Beginning at the line that contains "Expected: one point per instance of the taillight, each", repeat every line of the listing exactly through the final one.

** DATA RECORDS follows **

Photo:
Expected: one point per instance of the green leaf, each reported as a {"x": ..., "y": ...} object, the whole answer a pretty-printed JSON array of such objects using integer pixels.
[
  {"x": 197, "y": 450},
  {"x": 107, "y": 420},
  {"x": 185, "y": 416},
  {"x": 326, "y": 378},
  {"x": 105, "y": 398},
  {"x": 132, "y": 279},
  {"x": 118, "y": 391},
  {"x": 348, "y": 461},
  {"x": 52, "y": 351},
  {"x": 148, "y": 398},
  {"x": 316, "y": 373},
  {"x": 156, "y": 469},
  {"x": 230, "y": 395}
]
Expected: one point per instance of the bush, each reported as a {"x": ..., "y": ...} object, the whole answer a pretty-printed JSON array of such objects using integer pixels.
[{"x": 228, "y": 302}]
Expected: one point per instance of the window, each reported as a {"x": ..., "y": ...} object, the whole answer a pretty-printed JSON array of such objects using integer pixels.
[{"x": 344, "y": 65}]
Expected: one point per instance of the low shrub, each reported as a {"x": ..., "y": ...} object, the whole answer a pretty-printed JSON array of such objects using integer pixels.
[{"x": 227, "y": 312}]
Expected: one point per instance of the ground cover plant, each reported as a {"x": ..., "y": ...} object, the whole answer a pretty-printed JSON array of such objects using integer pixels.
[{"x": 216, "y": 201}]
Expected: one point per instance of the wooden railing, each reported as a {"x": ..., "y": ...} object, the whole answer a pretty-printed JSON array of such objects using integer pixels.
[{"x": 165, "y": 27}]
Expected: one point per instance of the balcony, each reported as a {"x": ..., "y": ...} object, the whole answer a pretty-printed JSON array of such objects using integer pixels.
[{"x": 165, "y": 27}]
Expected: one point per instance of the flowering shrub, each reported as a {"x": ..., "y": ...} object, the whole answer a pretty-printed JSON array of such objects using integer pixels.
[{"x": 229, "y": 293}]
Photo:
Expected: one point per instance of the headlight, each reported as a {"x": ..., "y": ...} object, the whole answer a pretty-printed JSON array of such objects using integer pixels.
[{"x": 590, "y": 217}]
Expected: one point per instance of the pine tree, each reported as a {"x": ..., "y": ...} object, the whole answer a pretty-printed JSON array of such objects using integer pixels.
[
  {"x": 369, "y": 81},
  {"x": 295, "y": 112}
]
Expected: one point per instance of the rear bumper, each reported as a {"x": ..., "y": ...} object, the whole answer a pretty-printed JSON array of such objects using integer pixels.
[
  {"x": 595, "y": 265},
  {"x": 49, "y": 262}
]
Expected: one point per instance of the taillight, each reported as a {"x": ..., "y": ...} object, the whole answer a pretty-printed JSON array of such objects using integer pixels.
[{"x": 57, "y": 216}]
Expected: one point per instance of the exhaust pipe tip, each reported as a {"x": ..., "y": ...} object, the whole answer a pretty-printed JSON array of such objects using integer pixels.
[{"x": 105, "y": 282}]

** End of DATA RECORDS **

__ANSWER FOR THE TASK__.
Expected: one point per instance of the taillight, each reported as a {"x": ..., "y": ...} object, the whole answer a pretty-printed JSON array of such objects using integer pixels.
[{"x": 57, "y": 216}]
Expected: one point per instance of the exhaust pipe tip, each reported as a {"x": ..., "y": ...} object, the whole answer a pretty-printed JSON array of such objects using integer pixels.
[{"x": 105, "y": 282}]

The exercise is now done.